Work to be completed:
Go line by line through the records below. Copy whichever lines contain the string "scarf".

Working data:
--------

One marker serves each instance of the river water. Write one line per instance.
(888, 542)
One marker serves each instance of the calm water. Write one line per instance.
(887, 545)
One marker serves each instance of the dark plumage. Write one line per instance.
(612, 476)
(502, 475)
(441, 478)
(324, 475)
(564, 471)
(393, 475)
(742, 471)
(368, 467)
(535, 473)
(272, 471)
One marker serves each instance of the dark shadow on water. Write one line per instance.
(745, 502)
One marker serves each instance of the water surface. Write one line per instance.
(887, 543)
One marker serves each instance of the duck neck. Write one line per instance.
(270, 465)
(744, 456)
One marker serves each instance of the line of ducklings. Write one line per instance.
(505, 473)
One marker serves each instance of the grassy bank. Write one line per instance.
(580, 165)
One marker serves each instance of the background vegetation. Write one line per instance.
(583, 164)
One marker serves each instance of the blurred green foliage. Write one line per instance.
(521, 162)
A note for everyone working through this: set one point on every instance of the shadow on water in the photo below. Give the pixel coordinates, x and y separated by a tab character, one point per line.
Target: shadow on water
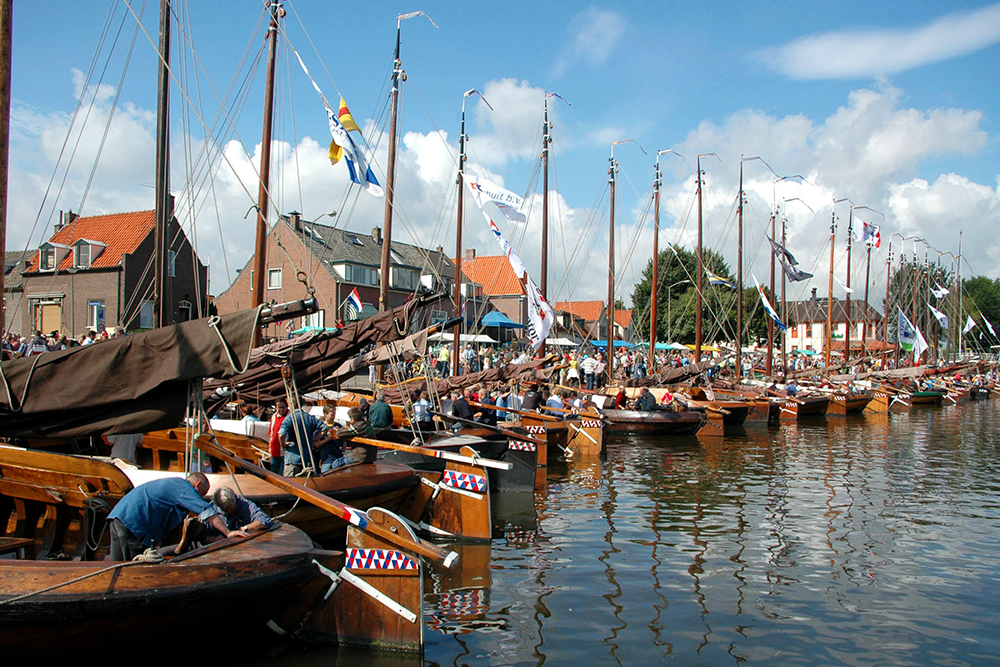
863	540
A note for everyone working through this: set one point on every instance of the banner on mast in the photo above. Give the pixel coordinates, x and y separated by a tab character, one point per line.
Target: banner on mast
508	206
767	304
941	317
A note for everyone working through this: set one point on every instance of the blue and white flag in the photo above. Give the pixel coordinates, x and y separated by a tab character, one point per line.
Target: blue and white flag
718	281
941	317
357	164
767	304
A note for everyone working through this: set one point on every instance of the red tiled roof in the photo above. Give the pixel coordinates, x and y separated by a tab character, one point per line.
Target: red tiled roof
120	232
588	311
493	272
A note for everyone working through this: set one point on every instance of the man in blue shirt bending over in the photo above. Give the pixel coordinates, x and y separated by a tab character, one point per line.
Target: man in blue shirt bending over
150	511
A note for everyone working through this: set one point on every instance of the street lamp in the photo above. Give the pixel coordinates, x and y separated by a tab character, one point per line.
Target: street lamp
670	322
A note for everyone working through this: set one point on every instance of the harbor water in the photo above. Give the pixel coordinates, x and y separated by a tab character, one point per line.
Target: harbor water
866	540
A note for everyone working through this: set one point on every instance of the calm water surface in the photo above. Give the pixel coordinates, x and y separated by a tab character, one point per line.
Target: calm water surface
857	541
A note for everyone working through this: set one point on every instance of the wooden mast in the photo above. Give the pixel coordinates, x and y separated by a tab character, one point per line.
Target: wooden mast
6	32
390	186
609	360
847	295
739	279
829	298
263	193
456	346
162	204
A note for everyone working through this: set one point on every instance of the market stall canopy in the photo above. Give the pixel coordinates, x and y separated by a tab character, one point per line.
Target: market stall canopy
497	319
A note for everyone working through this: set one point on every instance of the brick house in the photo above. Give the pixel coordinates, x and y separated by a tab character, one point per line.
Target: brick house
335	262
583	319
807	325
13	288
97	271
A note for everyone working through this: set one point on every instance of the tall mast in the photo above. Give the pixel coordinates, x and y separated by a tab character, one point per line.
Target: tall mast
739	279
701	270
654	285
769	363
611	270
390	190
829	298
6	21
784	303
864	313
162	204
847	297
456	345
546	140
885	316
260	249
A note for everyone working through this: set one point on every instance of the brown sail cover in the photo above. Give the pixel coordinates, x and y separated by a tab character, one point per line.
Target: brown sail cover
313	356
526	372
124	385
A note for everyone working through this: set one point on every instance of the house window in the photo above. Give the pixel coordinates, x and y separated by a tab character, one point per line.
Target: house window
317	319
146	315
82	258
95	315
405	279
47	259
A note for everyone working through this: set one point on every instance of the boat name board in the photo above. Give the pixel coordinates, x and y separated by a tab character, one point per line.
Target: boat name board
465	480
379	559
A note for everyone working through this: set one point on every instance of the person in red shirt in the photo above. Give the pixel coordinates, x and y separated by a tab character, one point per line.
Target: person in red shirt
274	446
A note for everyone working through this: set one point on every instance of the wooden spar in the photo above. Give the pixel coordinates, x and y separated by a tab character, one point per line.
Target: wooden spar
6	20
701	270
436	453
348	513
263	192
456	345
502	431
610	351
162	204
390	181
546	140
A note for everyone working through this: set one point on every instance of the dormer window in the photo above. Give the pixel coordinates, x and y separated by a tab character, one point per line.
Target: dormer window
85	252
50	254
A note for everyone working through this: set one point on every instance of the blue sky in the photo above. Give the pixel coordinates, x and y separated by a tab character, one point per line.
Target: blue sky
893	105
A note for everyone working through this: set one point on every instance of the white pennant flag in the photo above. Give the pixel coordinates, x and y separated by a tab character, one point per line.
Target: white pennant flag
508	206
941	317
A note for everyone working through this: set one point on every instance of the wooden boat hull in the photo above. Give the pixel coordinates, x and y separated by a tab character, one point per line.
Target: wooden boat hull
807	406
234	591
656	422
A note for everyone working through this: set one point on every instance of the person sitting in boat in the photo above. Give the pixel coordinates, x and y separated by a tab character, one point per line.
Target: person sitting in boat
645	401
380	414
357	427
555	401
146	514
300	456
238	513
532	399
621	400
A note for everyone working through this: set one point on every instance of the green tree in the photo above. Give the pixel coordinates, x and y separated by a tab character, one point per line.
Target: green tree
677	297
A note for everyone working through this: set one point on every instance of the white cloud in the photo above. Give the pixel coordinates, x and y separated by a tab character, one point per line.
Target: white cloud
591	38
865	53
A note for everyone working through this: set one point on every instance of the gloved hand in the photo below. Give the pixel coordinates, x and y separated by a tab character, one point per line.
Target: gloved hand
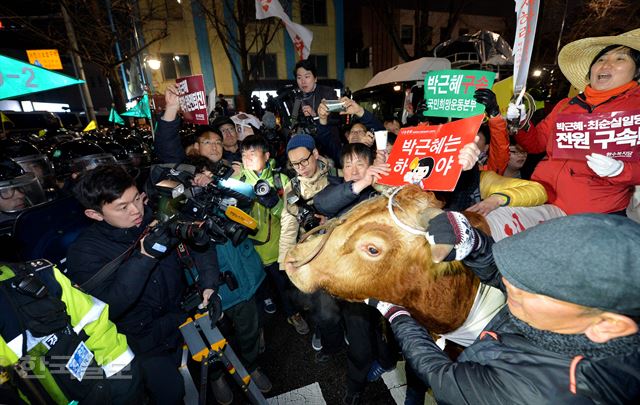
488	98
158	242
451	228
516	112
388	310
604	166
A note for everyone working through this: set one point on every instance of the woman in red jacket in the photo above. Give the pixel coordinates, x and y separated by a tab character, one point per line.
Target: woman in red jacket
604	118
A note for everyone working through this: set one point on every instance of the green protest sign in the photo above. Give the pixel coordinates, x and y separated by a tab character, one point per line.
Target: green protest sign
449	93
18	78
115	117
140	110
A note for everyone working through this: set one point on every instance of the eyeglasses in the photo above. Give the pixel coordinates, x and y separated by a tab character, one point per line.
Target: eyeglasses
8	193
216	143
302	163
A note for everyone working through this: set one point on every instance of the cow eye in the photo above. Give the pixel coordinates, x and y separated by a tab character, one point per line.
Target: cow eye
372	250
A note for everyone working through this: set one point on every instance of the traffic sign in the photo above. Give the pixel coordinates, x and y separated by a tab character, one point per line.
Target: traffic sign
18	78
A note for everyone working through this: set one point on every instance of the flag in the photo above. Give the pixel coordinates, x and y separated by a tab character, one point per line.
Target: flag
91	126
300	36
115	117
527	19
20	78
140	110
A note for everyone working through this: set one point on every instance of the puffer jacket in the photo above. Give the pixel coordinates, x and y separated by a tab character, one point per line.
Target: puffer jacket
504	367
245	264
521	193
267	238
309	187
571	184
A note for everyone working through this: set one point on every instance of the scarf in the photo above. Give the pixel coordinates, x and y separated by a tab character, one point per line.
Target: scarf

--------

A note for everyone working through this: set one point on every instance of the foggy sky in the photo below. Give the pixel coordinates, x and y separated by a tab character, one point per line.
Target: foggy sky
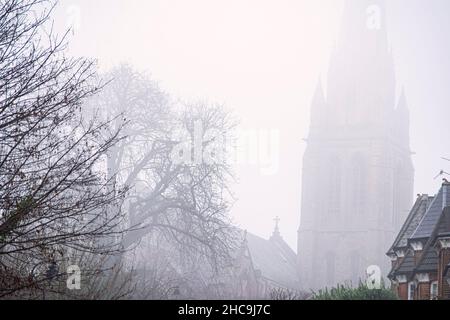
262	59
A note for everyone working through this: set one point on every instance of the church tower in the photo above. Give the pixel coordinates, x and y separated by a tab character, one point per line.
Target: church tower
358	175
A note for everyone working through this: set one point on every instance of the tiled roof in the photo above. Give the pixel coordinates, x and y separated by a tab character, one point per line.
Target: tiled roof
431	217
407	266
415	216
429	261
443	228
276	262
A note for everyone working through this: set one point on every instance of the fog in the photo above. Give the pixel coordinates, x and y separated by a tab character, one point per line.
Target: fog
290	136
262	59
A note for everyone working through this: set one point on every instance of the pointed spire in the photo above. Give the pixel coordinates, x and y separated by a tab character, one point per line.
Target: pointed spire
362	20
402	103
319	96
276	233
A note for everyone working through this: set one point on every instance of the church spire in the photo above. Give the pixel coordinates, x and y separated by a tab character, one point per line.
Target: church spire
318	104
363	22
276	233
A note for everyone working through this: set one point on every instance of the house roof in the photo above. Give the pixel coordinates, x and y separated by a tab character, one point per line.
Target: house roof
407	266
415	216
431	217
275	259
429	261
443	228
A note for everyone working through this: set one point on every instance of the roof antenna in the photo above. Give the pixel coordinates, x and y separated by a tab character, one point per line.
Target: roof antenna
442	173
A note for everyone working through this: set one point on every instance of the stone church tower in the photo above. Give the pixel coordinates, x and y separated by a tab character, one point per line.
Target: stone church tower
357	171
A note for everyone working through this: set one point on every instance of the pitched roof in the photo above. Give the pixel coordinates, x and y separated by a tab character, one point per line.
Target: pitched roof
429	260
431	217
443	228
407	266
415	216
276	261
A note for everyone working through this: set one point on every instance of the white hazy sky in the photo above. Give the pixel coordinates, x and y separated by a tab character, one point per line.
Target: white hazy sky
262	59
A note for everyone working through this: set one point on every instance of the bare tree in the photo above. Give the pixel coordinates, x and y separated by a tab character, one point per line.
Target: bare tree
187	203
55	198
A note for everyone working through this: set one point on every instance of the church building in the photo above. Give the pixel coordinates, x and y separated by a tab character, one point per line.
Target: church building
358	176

--------

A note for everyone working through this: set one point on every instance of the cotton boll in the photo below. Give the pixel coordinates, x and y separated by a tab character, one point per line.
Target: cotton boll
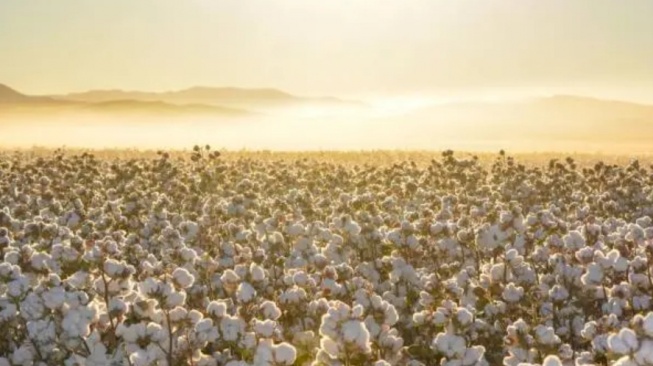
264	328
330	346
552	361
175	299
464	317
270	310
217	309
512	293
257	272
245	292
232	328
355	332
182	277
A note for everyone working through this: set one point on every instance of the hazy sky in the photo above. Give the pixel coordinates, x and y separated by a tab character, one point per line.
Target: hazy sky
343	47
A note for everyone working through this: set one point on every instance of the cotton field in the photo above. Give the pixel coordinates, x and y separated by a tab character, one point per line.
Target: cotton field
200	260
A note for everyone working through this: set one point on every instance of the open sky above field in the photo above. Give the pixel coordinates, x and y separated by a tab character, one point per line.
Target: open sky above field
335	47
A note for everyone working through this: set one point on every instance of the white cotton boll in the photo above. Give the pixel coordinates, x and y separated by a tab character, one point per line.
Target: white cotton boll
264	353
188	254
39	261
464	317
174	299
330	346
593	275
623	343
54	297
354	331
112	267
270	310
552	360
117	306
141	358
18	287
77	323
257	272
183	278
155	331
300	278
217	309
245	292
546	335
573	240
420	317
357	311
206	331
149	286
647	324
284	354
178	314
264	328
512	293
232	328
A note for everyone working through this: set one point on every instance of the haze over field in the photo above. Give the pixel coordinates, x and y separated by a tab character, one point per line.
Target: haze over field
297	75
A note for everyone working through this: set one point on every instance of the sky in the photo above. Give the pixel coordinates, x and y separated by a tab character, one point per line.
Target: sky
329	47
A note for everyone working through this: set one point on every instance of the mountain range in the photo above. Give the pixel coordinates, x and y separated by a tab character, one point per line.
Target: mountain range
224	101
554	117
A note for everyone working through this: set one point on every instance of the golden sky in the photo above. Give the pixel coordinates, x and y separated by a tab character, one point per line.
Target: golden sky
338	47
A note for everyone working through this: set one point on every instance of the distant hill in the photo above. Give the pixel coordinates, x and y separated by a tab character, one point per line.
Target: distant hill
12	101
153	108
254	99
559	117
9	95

--------

Reply to the task:
A note for everyone working through this: set one point on every instance of the scarf in the photo above. Give the pixel coordinates, x and y separated by a tab character, one point per line.
Target: scarf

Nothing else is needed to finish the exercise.